● Task prompt
Copy without pictures. Please restate each line of the listing exactly.

###

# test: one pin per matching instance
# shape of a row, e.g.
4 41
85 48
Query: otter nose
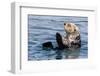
64 24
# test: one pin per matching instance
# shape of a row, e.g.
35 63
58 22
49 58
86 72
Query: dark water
43 28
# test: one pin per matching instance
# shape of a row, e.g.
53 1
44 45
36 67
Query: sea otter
71 40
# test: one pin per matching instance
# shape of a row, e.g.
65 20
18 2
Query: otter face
70 27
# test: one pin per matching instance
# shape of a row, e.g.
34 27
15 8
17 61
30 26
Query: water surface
43 28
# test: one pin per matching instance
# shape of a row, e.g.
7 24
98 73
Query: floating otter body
71 40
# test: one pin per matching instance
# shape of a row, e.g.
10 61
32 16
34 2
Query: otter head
70 27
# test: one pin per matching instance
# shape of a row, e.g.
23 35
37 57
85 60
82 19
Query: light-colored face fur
70 27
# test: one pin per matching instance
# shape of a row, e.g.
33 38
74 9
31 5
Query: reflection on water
44 28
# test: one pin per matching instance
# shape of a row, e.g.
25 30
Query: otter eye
69 25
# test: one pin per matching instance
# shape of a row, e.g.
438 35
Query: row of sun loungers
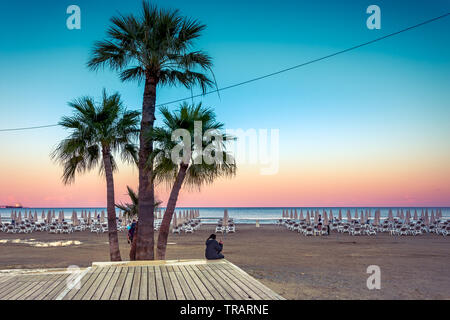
396 227
188 227
229 228
56 227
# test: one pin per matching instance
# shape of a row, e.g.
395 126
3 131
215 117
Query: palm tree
97 132
192 170
131 211
155 48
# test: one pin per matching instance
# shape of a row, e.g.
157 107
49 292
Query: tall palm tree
192 170
131 211
97 132
156 48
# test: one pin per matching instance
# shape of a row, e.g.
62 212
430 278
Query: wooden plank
117 290
179 294
54 284
106 295
7 289
187 290
7 283
152 285
5 278
253 294
160 289
135 286
54 293
212 289
189 273
102 272
143 286
30 292
170 294
219 273
45 284
84 285
196 293
208 272
104 283
126 289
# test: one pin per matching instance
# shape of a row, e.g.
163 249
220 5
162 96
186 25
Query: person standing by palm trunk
193 170
99 131
154 48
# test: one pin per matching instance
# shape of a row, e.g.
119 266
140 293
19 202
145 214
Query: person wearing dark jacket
213 248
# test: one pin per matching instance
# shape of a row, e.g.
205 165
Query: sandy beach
297 267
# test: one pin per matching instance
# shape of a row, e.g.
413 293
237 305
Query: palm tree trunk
114 250
171 204
145 239
133 244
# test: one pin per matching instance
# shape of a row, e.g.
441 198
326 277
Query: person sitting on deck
213 248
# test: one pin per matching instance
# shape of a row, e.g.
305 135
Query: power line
270 74
29 128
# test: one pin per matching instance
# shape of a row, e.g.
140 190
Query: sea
247 215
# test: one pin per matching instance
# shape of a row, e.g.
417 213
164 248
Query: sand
297 267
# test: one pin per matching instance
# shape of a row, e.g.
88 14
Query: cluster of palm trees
155 48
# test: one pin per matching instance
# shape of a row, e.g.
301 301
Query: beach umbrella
408 216
325 218
390 217
225 218
174 220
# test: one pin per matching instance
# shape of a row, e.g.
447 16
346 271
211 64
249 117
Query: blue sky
389 98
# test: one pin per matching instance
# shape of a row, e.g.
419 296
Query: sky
364 128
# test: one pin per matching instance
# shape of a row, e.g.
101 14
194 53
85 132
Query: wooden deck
140 280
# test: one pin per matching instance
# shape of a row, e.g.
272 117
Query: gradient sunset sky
365 128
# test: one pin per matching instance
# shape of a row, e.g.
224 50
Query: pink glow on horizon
304 186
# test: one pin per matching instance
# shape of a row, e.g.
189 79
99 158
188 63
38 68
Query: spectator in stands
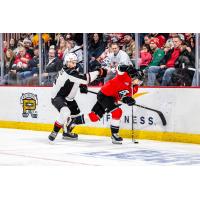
5 46
32 68
45 37
27 45
190 41
19 45
147 39
116 58
184 67
167 47
12 43
20 65
129 45
116 38
161 39
96 48
51 69
158 53
145 57
166 66
72 47
61 49
9 58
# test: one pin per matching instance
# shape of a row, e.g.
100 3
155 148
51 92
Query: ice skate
116 139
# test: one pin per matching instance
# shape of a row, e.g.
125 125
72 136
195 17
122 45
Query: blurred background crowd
167 59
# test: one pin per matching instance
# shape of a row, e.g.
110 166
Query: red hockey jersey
119 87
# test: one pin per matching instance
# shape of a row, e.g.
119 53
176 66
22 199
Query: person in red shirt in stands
20 65
145 57
166 66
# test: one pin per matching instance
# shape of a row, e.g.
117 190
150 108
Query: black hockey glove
123 68
102 72
129 101
83 89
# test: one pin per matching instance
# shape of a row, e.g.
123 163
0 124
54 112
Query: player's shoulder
70 71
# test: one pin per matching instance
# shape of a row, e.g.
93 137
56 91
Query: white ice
25 147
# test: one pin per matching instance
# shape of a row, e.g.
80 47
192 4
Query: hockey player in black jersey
64 91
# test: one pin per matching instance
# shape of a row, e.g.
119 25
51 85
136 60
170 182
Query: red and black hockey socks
57 127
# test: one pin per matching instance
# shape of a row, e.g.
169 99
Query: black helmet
135 73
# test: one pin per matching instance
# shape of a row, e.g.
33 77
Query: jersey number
123 93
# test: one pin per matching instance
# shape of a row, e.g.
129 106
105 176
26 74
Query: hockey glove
123 68
83 89
102 72
129 101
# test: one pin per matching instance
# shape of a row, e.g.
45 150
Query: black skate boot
67 132
116 139
53 135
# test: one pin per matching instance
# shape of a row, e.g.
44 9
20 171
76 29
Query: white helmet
70 57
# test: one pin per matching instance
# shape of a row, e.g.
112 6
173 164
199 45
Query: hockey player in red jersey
120 88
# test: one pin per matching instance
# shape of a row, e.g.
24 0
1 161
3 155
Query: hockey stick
162 117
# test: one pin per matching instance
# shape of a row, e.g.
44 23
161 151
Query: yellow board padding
86 130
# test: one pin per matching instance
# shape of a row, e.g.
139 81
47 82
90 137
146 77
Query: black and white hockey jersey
68 80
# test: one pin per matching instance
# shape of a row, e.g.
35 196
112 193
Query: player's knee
117 113
64 114
93 117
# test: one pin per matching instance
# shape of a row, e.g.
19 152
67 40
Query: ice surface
25 147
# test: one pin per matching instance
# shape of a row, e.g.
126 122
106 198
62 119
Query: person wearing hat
158 53
129 45
120 88
28 46
166 68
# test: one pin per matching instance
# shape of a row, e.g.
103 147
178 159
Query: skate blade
51 142
69 138
116 142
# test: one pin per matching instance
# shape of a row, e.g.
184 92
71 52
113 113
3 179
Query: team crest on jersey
126 83
29 103
123 93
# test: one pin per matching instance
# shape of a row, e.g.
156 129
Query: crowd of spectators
165 59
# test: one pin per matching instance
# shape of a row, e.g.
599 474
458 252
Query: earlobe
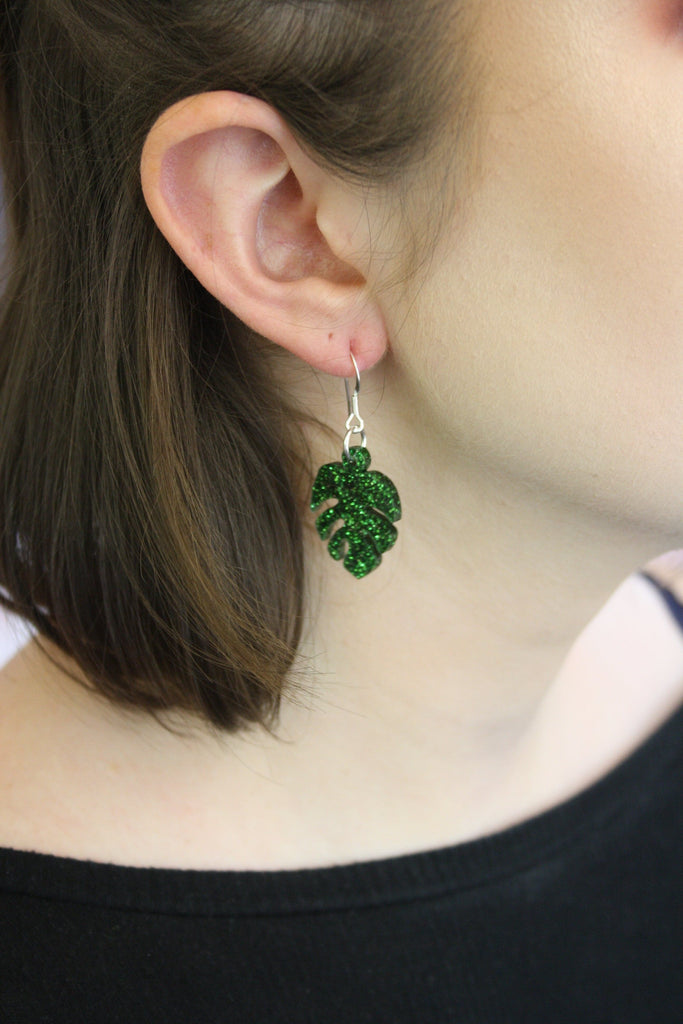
239 201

###

● Answer section
# test: one pin per matching instance
# shape of a row, e.g.
4 41
85 48
Query: otter nose
64 24
# test: one pin per matching instance
# shape of a row, e.g.
35 63
58 22
49 58
86 72
Query: dark water
43 28
# test: one pin per matching instance
# shape of a row, e.g.
53 1
44 45
36 67
Query: sea otter
71 40
# test: one pin per matching instance
# shape of a row, e.g.
65 20
18 2
Query: otter face
70 27
# test: one pin per matching instance
# shape of a row, e.g.
34 27
15 8
17 61
30 26
Query: water surface
43 28
# test: one pin per matching instance
# shape of a row, e.g.
7 24
98 73
Query: floating otter body
71 40
# test: one pin per matching instance
# shape of a row, e.g.
10 61
32 16
34 2
Query: otter head
70 27
# test: one pin per matching instance
# shape of a row, e.g.
23 35
37 57
85 60
82 19
Query: light-colored face fur
70 27
# test: one pin per matching instance
# shape of a row, e.g.
33 38
74 9
31 5
Query: reflection on water
44 28
# test: one pin per matching instance
# shape of a row, e.g.
25 30
Query: otter eye
69 25
# test: one pin per matching instance
# shape of a row, e.g.
438 35
Query: row of sun loungers
396 227
188 227
229 228
56 227
# test: one pin per matching instance
# shape of a row, e.g.
395 126
3 131
215 117
Query: palm tree
97 132
192 170
131 211
155 48
# test: one pin per matching instance
# shape of a row, e.g.
157 107
49 292
Query: tall palm tree
192 170
131 211
97 132
156 48
# test: one pin per matching instance
# shape of a row, e.g.
62 212
430 278
Query: wooden plank
117 290
179 294
54 284
106 295
7 289
187 290
7 283
152 285
5 278
253 294
160 289
135 286
54 293
212 289
189 273
102 272
143 286
30 292
170 294
219 273
45 284
84 285
196 293
208 272
104 283
126 289
# test: one pin per matching instance
# shape of a row, e.g.
163 249
220 5
162 96
186 25
Query: person standing by palm trunk
193 170
99 131
154 48
# test: one pin per matching instance
# shape of a row, e.g.
119 266
140 293
19 202
145 214
Query: person wearing dark jacket
213 248
# test: one pin per matching instance
# shape of a row, e.g.
205 165
Query: sandy beach
297 267
# test: one pin per matching instance
# shape of a row, e.g.
413 293
237 305
Query: palm tree trunk
114 250
171 204
145 239
133 244
# test: one pin per matching instance
# shape of a row, e.g.
441 198
326 277
Query: person sitting on deck
213 248
# test: one pin per matching instance
# shape of a row, e.g.
305 135
Query: power line
270 74
29 128
# test: one pin per matching instance
# shape of a row, e.g.
140 190
Query: sea
247 215
# test: one pin per matching instance
# shape of a row, e.g.
417 213
164 248
Query: sand
297 267
# test: one pin per matching instance
# shape of a row, e.g.
88 14
Query: cluster of palm trees
155 48
# test: one pin per matching instance
# shape of a row, e.g.
301 301
Query: beach umbrella
408 216
325 218
390 217
225 218
174 220
# test: one pin per matching instance
# shape of a row, e.g.
447 16
346 271
211 64
249 117
Query: blue sky
389 98
# test: one pin per matching instance
# shape of a row, e.g.
419 296
Query: sky
364 128
# test: one pin per matching instance
# shape of a row, e.g.
101 14
194 53
85 132
Query: wooden deck
140 280
# test: one pin per matching instance
# shape of a row, e.g.
272 117
Query: gradient sunset sky
365 128
# test: one pin per matching instance
# shape of a row, e.g.
224 50
Query: pink glow on horizon
304 186
# test: one pin per matching instance
# shape of a row, e.g.
189 79
99 158
188 63
38 68
Query: spectator in stands
5 46
32 68
45 37
27 45
190 41
19 45
147 39
116 58
184 67
167 47
12 43
20 65
129 45
116 38
161 39
96 48
51 69
158 53
145 57
166 66
72 47
61 49
9 58
# test: one pin per matching instance
# shape of a row, e.g.
100 3
155 148
51 92
Query: ice skate
116 139
# test: one pin per matching instance
# shape of a row, e.g.
125 125
72 136
195 17
122 45
Query: blurred background crowd
167 59
# test: one pin per matching instance
# shape of a row, e.g.
110 166
Query: red hockey jersey
119 87
# test: one pin per matching instance
# shape of a row, e.g.
119 53
176 66
22 199
Query: person in red shirt in stands
20 65
145 57
166 66
# test: one pin per matching instance
# shape of a row, e.g.
117 190
150 108
Query: black hockey glove
123 68
102 72
129 101
83 89
# test: one pin per matching instance
# shape of a row, e.g.
123 163
0 124
54 112
Query: player's shoulder
70 71
# test: one pin per matching instance
# shape of a row, e.g.
93 137
56 91
Query: white ice
25 147
# test: one pin per matching instance
# shape of a row, e.g.
80 47
192 4
Query: hockey player in black jersey
64 91
# test: one pin per matching instance
# shape of a row, e.g.
119 25
51 85
136 60
170 182
Query: red and black hockey socks
57 127
# test: one pin per matching instance
# shape of a row, e.g.
169 99
Query: black helmet
135 73
# test: one pin per matching instance
# shape of a row, e.g.
33 77
Query: jersey number
123 93
# test: one pin per matching instance
# shape of a row, e.g.
129 106
105 176
26 74
Query: hockey glove
123 68
83 89
102 72
129 101
# test: one pin per matching instance
# shape of a row, e.g.
45 150
Query: black skate boot
67 132
116 139
53 135
# test: one pin per matching instance
# shape of a row, e.g.
44 9
20 171
76 29
Query: white helmet
70 57
# test: one pin per matching instance
# shape of a row, e.g.
112 6
173 164
199 45
Query: hockey player in red jersey
120 88
# test: one pin per matching instance
# shape of a row, e.g.
24 0
1 161
3 155
Query: hockey stick
162 117
# test: one pin per matching instance
# shape of a row, e.g.
44 23
161 151
Query: yellow board padding
86 130
# test: one pin per matching instance
# shape of a row, e.g.
139 81
47 82
90 137
146 77
Query: black and white hockey jersey
68 80
# test: one pin per matching instance
# shape of a row, e.g.
35 196
112 193
Query: player's knee
117 113
64 114
93 117
# test: one pin per matching instance
# shape of a row, e.g.
19 152
67 40
Query: ice surface
25 147
# test: one pin per matching instance
# shape of a row, e.g.
126 122
106 198
62 119
Query: person wearing hat
158 53
129 45
120 88
28 46
166 68
# test: one pin per matching instance
# shape of a row, e.g.
103 147
178 159
Query: skate blade
51 142
69 138
116 142
# test: one pin per matching instance
# shape of a row, e.g.
184 92
71 52
113 113
3 179
Query: team crest on jersey
126 83
29 103
123 93
# test: one pin per matching instance
# shape of a row, e.g.
156 129
Query: crowd of spectators
165 59
# test: one pin per matching instance
# shape of a row, e.g.
599 474
458 252
Query: earlobe
239 201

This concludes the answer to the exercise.